What you have to do. Produce a perfect copy of the listing, matching each line.

Material provided.
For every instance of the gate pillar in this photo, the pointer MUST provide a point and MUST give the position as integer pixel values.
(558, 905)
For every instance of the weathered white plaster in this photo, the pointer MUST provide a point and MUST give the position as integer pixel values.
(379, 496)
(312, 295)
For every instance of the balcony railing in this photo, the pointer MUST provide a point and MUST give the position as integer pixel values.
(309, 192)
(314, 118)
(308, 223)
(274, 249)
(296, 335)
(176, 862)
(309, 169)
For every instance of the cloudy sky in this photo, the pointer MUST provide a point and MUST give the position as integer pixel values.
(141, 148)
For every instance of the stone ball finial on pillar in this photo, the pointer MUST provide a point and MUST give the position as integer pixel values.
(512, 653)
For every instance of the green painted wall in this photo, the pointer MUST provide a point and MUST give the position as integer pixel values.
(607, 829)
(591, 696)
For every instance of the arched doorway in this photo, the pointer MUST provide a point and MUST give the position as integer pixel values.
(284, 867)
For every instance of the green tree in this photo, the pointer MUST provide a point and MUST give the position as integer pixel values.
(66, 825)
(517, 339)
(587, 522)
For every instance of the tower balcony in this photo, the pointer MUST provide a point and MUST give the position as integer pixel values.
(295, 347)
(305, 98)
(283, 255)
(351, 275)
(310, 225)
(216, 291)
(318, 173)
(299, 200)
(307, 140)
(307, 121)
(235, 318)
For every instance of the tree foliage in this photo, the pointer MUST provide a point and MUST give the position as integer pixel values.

Exercise solution.
For every instance of the gate pillar in this photo, the pointer MUST provide a point and MUST give the position as integer pixel values.
(558, 905)
For every instance of the weathered white plaster in this photo, the pointer MUST provide a point and MUST give the position as integer pixel values.
(379, 496)
(312, 295)
For every instance of the balcony railing in this photo, the pointer MUST provide a point and MUST give the position as integer pixel values.
(309, 192)
(314, 118)
(308, 223)
(274, 249)
(296, 335)
(176, 862)
(309, 169)
For every instance of the cloudy sky in this photo, the pointer MUST provide a point and MUST give the position as integer pixel values.
(141, 148)
For every instance of the stone ball finial on pillar in this photo, the pointer MUST provide a point and MUST give the position as integer pixel values.
(512, 653)
For every instance of the green painted wall in this photo, the pointer MUST provide a point and MUST give the position as integer pixel values.
(607, 829)
(591, 696)
For every instance of the arched doorway in this photo, the pointer MUST provide a point and MUST give the position as integer pixel values.
(284, 867)
For every instance of the green tree in this photo, the pointer MUST provide a point and MUST give the position as integer pixel values.
(66, 825)
(517, 339)
(587, 522)
For every instance of the tower balcony in this photo, the pointer MUST provide a point and MUST give the position as integer pixel values.
(295, 347)
(305, 98)
(283, 255)
(351, 275)
(310, 225)
(216, 291)
(318, 173)
(299, 200)
(307, 140)
(307, 121)
(235, 318)
For every instance of the tree foliage in this photo, the pointer MUST provide a point and MUST give the position as integer pixel values.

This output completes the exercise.